Task description: Return the lines beginning at the one that contains "of the black" and continuing to the end of the entries, including both ends, exactly as written and nothing else.

Start of Input rows

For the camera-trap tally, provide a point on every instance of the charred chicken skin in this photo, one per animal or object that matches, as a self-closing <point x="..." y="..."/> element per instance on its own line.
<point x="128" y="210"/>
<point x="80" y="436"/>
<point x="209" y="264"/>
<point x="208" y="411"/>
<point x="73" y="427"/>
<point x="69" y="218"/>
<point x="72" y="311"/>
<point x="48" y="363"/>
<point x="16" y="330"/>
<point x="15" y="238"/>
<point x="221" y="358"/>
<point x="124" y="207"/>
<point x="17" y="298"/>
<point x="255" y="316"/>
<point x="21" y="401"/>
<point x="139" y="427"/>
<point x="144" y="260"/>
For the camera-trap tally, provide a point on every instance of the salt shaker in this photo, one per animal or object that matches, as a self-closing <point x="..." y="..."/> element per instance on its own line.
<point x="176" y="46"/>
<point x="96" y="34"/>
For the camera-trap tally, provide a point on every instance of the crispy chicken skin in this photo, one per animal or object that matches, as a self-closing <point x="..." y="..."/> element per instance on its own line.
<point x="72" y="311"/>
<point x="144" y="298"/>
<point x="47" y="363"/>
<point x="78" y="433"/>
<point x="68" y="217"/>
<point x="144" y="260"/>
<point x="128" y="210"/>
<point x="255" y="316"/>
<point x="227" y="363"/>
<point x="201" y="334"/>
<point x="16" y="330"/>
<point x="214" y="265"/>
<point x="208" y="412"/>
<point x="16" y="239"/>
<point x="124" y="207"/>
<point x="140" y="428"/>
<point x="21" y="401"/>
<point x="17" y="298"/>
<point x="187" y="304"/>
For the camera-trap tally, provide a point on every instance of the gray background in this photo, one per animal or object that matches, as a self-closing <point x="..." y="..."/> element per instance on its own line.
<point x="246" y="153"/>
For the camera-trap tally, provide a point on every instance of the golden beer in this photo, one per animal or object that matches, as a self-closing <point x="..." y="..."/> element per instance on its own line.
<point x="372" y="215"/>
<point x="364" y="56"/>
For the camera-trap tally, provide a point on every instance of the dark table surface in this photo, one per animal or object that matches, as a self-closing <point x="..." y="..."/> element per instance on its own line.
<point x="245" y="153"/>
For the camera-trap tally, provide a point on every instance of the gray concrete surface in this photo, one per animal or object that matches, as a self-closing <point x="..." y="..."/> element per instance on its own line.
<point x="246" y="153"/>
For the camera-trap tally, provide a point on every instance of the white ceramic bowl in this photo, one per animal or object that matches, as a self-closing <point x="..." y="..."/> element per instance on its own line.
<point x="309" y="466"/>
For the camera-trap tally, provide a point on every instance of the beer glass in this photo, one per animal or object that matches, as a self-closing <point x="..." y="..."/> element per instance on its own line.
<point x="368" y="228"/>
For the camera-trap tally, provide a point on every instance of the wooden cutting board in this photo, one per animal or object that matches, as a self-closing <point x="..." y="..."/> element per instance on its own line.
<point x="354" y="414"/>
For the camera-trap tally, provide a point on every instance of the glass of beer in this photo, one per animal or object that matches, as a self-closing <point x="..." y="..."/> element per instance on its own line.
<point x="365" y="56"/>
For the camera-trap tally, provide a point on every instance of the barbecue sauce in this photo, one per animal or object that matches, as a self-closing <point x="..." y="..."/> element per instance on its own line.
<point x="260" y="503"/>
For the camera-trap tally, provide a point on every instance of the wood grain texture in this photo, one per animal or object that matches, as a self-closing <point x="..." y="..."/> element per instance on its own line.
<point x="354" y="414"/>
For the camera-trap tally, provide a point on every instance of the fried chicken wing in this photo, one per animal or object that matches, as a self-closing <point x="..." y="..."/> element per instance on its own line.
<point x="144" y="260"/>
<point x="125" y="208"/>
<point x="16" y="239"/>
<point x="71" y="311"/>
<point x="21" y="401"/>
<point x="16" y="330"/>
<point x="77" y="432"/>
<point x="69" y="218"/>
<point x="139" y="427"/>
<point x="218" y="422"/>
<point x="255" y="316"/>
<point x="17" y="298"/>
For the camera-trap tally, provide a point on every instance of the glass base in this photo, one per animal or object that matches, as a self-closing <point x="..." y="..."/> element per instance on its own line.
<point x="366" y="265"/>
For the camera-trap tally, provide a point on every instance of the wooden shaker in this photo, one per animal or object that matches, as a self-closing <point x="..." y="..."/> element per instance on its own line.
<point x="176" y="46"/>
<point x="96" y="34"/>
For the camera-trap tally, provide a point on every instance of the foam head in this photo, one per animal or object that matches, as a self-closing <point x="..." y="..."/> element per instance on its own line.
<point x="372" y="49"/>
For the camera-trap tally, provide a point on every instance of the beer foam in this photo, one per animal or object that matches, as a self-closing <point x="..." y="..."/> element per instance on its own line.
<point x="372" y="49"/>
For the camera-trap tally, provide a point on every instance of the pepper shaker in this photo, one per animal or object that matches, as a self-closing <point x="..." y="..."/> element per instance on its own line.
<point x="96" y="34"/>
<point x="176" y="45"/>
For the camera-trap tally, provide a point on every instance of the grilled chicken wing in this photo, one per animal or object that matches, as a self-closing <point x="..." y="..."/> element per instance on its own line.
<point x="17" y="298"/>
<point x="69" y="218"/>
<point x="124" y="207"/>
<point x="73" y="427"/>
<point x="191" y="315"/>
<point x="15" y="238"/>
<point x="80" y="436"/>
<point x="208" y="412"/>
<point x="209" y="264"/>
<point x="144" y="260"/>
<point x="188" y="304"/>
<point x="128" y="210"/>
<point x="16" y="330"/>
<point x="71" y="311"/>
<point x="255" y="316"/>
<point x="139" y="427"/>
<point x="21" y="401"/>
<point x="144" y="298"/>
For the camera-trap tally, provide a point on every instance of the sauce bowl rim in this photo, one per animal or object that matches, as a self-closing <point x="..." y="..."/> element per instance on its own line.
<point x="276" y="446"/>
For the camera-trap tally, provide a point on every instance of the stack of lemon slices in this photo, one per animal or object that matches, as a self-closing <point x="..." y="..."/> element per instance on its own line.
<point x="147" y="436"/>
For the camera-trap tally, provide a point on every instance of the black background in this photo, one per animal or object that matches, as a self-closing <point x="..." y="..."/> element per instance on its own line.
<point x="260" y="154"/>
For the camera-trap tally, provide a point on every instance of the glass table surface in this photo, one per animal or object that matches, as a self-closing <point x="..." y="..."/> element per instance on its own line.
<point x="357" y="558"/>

End of Input rows

The output:
For the camera-trap tally, provide a point on every instance of the black background in this photo, one per animal or object that matches, as a self-closing <point x="..." y="..."/> element per instance on its own line.
<point x="260" y="154"/>
For the camera-trap tally, provide a point on every instance of the glass table surface in this photo, one per animal or object that matches, as a self-closing <point x="..." y="..."/> element per instance on its own line.
<point x="357" y="558"/>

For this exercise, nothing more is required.